WHAT THE TASK REQUIRES —
Reproduce exactly the lines from the one containing "operator's hand shown in this photo?" through the last line of the data, both ends included.

Excerpts of location labeling data —
------

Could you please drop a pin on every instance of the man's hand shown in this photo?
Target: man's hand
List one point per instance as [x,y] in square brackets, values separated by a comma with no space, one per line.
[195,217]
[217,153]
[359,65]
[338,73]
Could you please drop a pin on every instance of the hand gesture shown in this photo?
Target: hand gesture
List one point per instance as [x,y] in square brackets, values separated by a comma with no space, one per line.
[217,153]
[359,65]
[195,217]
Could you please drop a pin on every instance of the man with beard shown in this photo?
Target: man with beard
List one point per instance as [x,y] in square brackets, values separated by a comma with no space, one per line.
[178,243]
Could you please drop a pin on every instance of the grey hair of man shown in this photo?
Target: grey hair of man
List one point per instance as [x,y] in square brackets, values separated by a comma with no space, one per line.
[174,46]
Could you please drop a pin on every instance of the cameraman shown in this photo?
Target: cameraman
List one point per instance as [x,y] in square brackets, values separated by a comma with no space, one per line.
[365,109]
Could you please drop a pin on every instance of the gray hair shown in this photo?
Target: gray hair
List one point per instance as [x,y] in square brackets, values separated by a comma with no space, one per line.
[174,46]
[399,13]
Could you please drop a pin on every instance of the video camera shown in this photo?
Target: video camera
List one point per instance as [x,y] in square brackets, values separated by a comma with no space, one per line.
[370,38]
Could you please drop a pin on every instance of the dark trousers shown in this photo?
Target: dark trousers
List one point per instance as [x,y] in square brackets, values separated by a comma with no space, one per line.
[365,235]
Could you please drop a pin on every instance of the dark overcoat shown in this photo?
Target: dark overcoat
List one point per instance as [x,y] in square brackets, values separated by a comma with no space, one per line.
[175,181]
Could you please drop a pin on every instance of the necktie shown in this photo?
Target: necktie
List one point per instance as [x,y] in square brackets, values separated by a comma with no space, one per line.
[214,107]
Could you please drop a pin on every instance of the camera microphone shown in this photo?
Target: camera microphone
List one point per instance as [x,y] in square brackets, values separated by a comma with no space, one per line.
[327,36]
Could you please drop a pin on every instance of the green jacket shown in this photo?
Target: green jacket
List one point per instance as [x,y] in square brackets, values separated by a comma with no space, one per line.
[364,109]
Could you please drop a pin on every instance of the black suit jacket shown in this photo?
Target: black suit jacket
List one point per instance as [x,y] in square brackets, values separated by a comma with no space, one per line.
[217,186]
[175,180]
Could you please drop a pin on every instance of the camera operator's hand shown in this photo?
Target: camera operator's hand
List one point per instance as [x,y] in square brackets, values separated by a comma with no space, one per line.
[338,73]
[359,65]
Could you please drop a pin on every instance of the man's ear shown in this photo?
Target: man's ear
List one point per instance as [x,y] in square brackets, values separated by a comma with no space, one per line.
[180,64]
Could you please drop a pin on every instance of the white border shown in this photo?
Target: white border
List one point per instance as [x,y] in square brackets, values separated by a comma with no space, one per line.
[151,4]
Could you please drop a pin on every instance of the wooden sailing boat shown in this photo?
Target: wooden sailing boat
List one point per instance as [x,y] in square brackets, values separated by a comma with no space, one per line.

------

FINAL ANSWER —
Could you please drop a pin on every instance of the camera operator's hand shown in this photo?
Target: camera operator's hand
List one point per instance as [x,y] in square brackets, values separated by a comma with no space, one per line.
[338,73]
[359,65]
Could you please drop a pin on every instance of the man's ear shown in this photo?
Target: man's ear
List one point per instance as [x,y] in square brackets, values separated by a comma with no space, one per line.
[180,64]
Could you please drop a pin on every instance of the white border shown in this photo?
Target: white border
List one point per instance as [x,y] in square brackets, values separated by a comma with no space, one per line.
[151,4]
Could you please drop a pin on every instance of the wooden sailing boat shown in this photo?
Target: wooden sailing boat
List one point per instance as [x,y] in square brackets, values separated by a comma with no space, one per line.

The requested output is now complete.